◆ Records for the task:
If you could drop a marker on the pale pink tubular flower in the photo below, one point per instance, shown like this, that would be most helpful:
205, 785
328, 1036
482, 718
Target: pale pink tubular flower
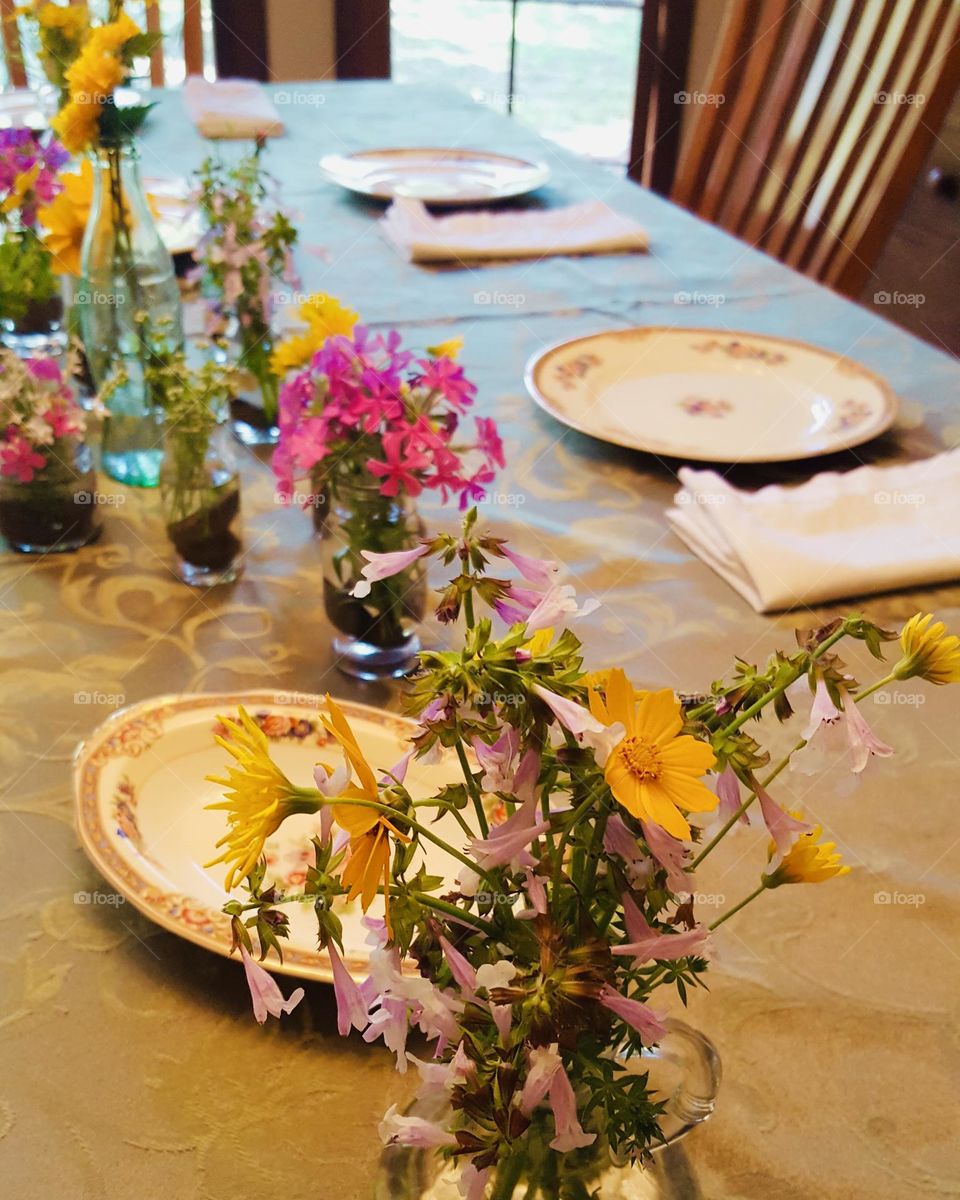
669, 853
729, 793
537, 570
497, 760
382, 567
557, 606
544, 1063
396, 1129
473, 1182
569, 713
648, 945
642, 1018
352, 1009
783, 828
508, 843
570, 1134
268, 999
864, 744
460, 967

◆ What the task asks:
Return each line of the items above unchanged, omitting the pictures.

◆ Reply to the task:
If you could drop a marker on the pale pink tubular flower in the photo below, one point per instance, shown like this, that would be most helpful:
205, 785
328, 1036
482, 718
Target: pale pink tubular flower
669, 853
729, 793
537, 570
497, 760
382, 567
557, 606
544, 1063
396, 1129
473, 1182
569, 713
648, 945
642, 1018
352, 1009
783, 828
508, 843
570, 1134
268, 999
864, 744
460, 967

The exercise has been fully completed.